> **Reading text**:
Filtering by Multiple Conditions in R

Apr 13

** Download the R syntax and data used in this post **

An image of a Venn diagram with two circles. Both circles are a light grey color and the where the circles overlap is shaded in a dark grey-almost black color

In my last post, I shared the fundamentals of filtering data by a single condition in R. This post examines several approaches to selecting observations from a data frame using multiple conditions.

Most data practitioners engage in complex filtering tasks involving multiple conditions (and often, several variables). Expressions containing logical operators, like AND, OR, or NOT, must be used to implement these filtering procedures. Importantly, combining multiple conditions in an expression is possible using these operators.

AND ( & ) vs. OR ( | )

AND and OR are two (logical) operators used to combine multiple filter conditions. When applied, the AND operator returns only those observations that satisfy all filter conditions. On the other hand, the OR operator returns only those cases that satisfy at least one condition.

For example, say you were interested in creating a subset of your data that only includes participants who identify as low-income women. The AND operator would be the appropriate option, as two conditions must be met: low-income (condition 1) women (condition 2).

In contrast, say you wanted to curate a subset of your data that only includes male participants who have earned either a bachelor's degree or a graduate degree. Here, the OR operator would be best because you do not want to cull a sample of all men. Instead, the interest is in creating a data set that includes men who have earned a bachelor's degree (condition 1) OR men who have earned a graduate degree (condition 2).

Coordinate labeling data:
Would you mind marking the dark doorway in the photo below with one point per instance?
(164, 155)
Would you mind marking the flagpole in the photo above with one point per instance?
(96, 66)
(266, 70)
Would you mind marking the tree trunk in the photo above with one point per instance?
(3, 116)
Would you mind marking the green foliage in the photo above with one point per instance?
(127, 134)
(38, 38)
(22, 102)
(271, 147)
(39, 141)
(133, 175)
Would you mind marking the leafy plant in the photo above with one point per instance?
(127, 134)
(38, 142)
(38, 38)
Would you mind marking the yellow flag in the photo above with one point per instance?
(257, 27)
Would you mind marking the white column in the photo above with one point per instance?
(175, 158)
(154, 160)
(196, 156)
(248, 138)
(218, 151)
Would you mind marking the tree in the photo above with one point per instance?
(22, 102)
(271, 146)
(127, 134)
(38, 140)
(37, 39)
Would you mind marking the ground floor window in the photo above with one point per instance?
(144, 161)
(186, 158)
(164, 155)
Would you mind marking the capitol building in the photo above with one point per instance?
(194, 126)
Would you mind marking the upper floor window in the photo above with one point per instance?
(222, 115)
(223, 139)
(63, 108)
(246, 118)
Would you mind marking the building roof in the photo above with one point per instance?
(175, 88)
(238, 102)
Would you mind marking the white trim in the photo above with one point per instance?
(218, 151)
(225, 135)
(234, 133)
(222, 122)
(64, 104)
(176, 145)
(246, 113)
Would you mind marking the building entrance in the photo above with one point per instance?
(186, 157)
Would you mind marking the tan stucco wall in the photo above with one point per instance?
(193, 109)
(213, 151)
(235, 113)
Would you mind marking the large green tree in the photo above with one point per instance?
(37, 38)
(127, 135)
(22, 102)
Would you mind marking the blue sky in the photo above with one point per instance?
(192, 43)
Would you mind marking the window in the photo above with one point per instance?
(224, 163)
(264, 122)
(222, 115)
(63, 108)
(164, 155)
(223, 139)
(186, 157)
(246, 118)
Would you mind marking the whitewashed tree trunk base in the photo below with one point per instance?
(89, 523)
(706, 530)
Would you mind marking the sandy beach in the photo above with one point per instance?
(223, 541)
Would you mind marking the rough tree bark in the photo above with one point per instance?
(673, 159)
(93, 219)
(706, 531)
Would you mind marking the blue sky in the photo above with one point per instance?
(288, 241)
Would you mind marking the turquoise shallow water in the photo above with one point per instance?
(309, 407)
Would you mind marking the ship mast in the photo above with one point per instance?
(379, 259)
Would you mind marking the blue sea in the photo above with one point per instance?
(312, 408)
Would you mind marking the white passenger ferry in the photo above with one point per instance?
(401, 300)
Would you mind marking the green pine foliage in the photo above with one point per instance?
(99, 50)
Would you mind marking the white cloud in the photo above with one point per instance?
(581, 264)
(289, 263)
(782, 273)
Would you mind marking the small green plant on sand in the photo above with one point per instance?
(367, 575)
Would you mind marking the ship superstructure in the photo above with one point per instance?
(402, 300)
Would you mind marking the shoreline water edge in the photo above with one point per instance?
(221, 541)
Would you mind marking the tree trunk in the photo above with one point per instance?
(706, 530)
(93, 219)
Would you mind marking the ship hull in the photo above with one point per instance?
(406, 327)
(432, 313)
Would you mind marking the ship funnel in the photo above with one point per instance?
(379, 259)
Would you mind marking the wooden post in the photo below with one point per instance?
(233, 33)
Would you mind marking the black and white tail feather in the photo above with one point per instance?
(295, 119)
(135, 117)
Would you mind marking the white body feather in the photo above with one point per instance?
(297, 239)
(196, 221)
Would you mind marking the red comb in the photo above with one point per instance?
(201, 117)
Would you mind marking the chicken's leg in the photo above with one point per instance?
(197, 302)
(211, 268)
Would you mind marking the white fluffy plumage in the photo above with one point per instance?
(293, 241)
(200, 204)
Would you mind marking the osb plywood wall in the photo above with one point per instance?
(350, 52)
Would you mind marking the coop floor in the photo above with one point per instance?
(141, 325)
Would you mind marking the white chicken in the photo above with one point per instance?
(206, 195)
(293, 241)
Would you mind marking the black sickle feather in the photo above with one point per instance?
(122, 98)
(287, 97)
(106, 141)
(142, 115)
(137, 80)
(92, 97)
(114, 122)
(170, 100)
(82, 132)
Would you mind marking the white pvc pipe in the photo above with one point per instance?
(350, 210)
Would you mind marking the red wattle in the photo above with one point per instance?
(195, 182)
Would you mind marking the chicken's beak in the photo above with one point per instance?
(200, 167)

> **Exercise instructions**:
Do the statements below agree with the post on filtering by multiple conditions in R? For each, answer yes or no and quote the words of the post that decide it.
1. The AND operator returns observations that meet at least one of the filter conditions.
2. A subset of participants who identify as low-income women calls for the AND operator.
3. The author's previous post dealt with filtering data by a single condition in R.

> **Written solution**:
1. No: "When applied, the AND operator returns only those observations that satisfy all filter conditions."
2. Yes: "The AND operator would be the appropriate option, as two conditions must be met: low-income (condition 1) women (condition 2)."
3. Yes: "In my last post, I shared the fundamentals of filtering data by a single condition in R."